§ **КОРОТКАЯ ЗАДАЧА**
Что, согласно тексту о массовой культуре, Фердинанд и Изабелла запрещали испанским дворянам?

Массовая культура
Массовая культура
Почему так нестерпимо скучно (и даже непонятно) читать сочинения историков советской школы? Ведь образованные и толковые авторы добросовестно излагают причины и суть явлении, тенденции, событий — чтобы из-за деревьев был виден лес, старательно вырубают деревья. А когда они, наконец, вырублены, становится ясно, что деревья и были лесом. Что несущественные детали, загромождавшие дорогу к истине, и были истиной — сложной, комплексной, противоречивой, но единственно возможной. Фердинанд и Изабелла запрещали испанским дворянам ездить на мулах — только на лошадях. И в этой мелочи все то, что на чудовищном псевдонаучном языке именуется: "в своих попытках создании централизованного государства абсолютные монархи опирались, главным образом, на класс помещиков-землевладельцев, укрепляя его преимущественное положение различными льготами и привилегиями…". Можно сказать так, а можно рассказать об указе, остроумно обязывающем испанских идальго волей-неволей быть приличными людьми, об этой характернейшей для средних веков изящно извращенной логике, которая в наши дни отдает абсурдом. (У Андрея Платонова: "Плохих людей убивать надо, потому что хороших очень мало").

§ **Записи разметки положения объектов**
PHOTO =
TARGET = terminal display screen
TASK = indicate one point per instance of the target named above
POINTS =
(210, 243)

* * *

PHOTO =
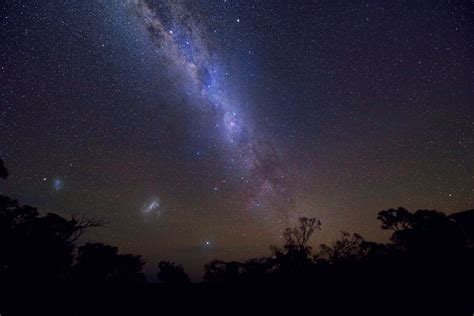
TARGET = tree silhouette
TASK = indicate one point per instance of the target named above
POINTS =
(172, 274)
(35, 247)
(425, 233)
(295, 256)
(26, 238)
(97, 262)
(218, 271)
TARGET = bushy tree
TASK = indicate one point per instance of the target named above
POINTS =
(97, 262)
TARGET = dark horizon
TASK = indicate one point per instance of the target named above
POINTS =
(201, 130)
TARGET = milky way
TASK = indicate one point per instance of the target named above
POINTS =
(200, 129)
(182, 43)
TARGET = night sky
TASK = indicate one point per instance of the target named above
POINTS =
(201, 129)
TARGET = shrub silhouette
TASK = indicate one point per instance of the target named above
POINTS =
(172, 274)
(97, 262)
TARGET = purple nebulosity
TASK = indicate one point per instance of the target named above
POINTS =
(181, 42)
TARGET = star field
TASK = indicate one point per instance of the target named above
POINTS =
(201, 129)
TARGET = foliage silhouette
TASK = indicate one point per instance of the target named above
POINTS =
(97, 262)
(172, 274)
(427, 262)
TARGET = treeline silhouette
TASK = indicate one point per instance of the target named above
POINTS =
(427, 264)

==

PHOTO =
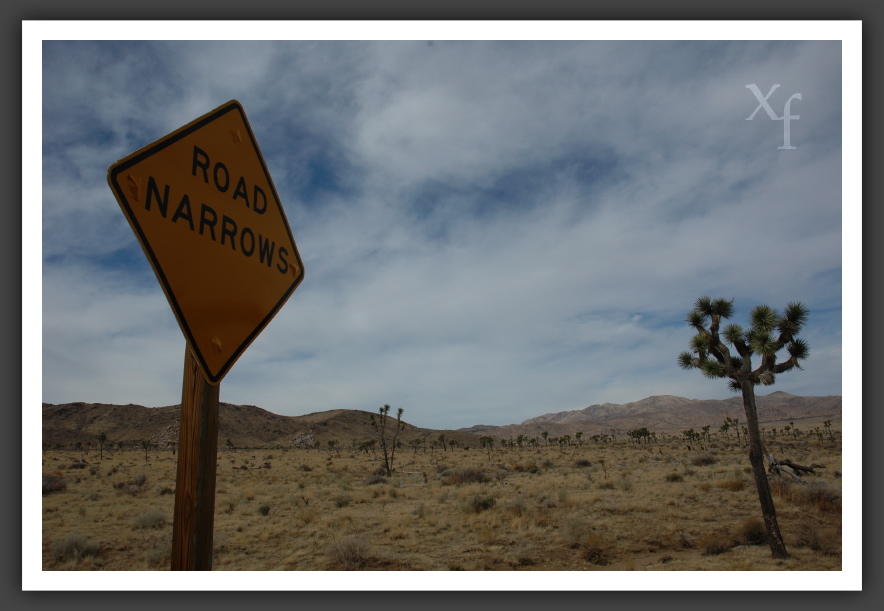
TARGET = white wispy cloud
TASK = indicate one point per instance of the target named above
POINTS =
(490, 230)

§ **ОЖИДАЕМЫЙ ОТВЕТ**
Ездить на мулах, а разрешали только на лошадях.